> [Task requirements] Could you collect and copy every line in the records below that contains the string "lamp"?

※ ※ ※

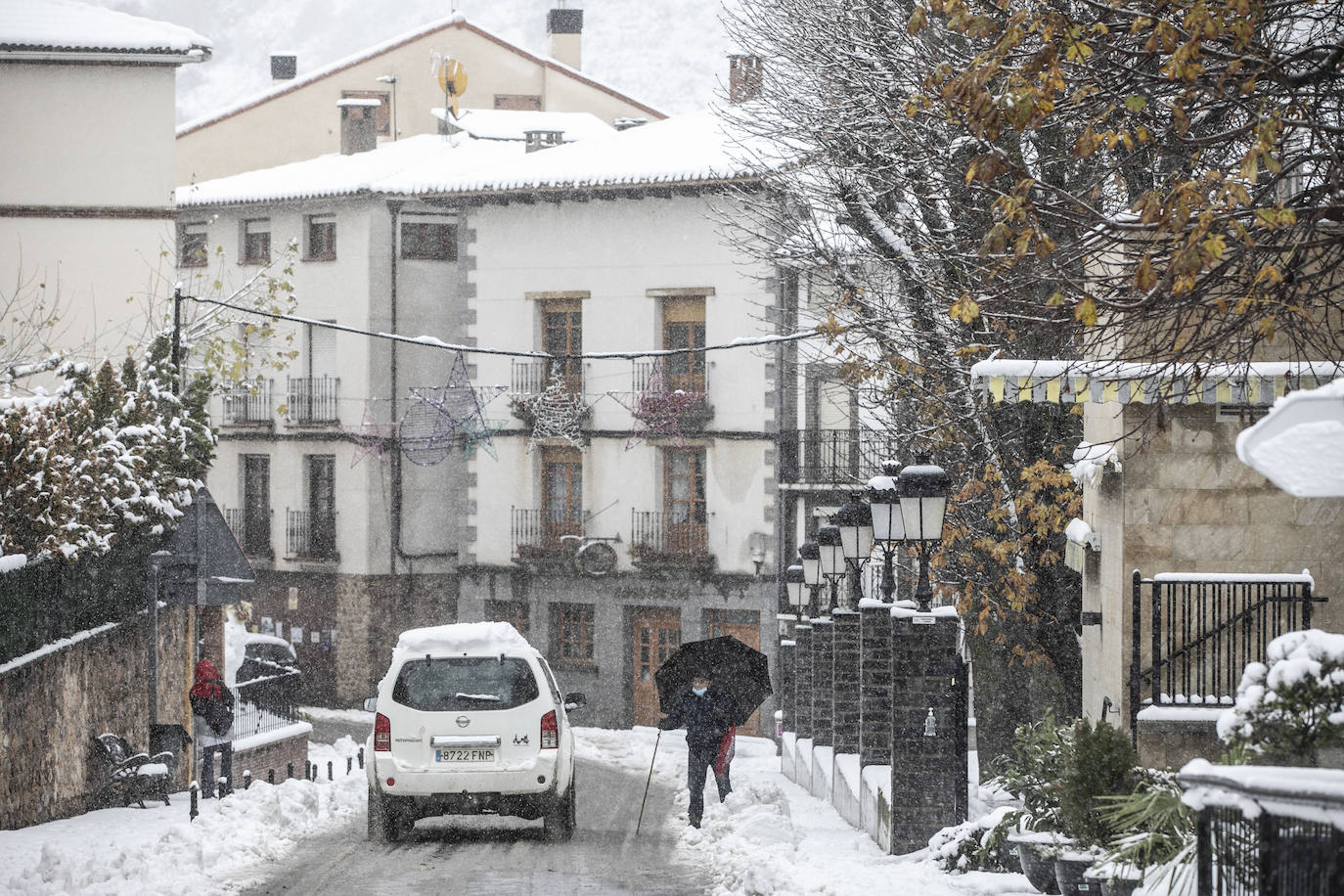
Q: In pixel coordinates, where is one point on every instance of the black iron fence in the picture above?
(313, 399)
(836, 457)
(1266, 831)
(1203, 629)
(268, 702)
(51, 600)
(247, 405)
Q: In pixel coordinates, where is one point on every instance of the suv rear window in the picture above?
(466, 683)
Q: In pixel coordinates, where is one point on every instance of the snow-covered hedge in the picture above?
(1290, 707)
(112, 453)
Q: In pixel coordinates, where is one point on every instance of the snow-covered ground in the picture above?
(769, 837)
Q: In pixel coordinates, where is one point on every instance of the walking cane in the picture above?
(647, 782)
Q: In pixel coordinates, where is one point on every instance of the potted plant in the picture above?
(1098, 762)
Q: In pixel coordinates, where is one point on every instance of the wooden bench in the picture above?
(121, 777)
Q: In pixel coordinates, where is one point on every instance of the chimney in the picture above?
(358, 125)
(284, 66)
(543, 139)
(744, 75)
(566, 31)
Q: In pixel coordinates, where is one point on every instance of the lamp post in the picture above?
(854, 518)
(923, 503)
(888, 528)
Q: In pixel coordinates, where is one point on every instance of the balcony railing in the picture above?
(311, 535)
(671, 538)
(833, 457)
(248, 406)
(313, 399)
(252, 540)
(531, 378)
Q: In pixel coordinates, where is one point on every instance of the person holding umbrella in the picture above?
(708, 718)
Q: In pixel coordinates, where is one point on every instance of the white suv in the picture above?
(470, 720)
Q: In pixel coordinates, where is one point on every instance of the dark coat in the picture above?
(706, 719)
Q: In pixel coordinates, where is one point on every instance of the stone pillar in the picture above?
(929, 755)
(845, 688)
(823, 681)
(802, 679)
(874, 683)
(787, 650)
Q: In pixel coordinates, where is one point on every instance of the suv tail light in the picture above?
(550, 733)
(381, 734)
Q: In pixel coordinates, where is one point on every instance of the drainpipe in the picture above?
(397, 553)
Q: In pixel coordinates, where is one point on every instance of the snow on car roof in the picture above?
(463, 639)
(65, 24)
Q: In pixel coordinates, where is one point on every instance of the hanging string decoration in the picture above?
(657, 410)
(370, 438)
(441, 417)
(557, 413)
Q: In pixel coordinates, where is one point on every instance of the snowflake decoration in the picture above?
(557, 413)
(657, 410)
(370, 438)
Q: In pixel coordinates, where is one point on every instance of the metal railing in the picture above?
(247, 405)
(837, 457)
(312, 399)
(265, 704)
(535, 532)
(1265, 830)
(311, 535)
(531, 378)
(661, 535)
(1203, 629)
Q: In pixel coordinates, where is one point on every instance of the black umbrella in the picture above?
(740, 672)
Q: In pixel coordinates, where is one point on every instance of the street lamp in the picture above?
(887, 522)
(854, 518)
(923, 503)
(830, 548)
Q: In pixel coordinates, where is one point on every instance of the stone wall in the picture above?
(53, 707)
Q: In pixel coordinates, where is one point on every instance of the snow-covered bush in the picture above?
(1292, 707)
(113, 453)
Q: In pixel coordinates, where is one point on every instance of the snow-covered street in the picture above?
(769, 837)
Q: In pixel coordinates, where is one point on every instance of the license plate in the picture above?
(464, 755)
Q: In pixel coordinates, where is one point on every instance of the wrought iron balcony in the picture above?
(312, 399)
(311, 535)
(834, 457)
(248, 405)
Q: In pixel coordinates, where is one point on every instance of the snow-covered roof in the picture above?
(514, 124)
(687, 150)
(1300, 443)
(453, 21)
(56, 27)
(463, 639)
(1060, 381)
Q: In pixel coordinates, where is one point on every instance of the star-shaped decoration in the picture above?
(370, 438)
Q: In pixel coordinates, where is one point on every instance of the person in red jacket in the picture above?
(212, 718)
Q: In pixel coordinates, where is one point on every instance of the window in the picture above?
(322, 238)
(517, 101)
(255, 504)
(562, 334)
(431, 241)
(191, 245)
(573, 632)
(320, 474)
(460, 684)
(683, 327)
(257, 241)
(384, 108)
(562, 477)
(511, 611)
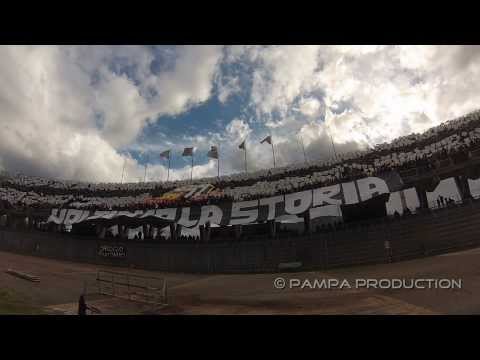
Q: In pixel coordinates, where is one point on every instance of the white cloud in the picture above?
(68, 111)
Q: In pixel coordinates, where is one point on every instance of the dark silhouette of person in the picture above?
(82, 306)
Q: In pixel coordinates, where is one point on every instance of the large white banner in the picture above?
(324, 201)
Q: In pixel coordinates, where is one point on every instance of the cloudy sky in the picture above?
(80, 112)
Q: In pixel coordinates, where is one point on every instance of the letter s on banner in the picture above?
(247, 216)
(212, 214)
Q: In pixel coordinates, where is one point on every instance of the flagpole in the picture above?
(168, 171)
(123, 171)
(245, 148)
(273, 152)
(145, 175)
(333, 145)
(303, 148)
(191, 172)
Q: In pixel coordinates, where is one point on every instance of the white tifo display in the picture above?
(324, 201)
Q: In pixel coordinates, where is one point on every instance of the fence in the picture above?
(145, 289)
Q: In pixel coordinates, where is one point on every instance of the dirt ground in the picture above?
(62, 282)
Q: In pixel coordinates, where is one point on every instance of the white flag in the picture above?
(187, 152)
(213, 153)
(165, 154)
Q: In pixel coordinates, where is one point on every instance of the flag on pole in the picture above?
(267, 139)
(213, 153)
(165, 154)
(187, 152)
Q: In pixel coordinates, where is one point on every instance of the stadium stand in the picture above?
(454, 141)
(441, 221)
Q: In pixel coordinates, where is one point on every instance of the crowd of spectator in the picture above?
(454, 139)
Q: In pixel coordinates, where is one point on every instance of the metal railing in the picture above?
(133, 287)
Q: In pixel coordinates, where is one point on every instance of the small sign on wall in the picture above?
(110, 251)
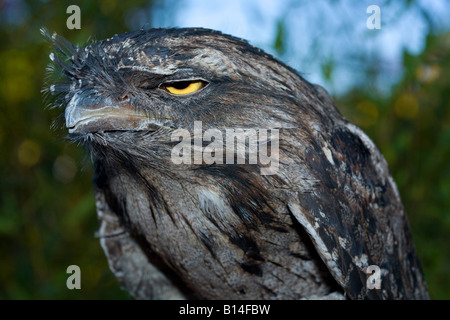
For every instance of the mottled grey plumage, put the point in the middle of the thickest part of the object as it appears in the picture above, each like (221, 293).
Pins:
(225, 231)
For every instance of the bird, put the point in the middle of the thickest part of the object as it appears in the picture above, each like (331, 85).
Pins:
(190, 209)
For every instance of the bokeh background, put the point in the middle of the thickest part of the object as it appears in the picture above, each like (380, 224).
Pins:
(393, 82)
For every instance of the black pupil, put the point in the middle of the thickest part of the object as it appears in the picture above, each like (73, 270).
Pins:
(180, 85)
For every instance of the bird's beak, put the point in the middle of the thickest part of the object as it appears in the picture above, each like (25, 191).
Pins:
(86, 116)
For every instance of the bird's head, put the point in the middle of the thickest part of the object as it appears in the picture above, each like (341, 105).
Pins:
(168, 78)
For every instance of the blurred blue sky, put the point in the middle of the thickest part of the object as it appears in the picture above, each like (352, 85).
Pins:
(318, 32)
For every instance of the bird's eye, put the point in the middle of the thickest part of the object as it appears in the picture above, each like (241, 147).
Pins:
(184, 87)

※ ※ ※

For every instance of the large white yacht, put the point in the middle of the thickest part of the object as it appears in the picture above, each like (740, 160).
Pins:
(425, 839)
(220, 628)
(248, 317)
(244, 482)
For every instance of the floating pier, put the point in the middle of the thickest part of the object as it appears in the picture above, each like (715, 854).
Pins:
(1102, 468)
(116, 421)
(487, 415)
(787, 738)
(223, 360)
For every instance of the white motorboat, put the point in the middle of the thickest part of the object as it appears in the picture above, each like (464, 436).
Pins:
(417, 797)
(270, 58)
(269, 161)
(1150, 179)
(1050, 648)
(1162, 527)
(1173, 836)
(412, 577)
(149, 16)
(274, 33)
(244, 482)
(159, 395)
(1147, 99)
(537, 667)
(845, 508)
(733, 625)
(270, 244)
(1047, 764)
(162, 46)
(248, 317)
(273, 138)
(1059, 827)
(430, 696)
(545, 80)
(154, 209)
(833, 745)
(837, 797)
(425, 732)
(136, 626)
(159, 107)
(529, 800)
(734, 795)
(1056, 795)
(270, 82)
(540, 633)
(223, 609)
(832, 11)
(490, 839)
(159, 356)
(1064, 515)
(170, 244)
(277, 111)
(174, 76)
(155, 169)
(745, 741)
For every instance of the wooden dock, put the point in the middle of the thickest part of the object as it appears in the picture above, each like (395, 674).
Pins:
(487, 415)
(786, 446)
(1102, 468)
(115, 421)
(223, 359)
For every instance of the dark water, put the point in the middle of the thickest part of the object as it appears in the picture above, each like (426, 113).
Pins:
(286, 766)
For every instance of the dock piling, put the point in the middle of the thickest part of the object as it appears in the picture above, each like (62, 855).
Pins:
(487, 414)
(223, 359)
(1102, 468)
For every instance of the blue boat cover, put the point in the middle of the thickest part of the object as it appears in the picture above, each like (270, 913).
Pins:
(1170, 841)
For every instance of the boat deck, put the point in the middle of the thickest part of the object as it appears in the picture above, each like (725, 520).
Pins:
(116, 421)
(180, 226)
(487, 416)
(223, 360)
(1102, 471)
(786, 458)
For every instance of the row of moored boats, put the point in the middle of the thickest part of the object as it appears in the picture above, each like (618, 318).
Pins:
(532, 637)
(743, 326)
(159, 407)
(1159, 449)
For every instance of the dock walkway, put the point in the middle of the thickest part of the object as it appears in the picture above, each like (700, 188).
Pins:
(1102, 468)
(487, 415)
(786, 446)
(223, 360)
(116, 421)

※ ※ ※

> [Exercise result]
Q: In pixel coordinates, where is one point on every instance of the lamp post in the picture above?
Q: In pixel coordinates, where is one point on every instance of the street lamp in the picture above?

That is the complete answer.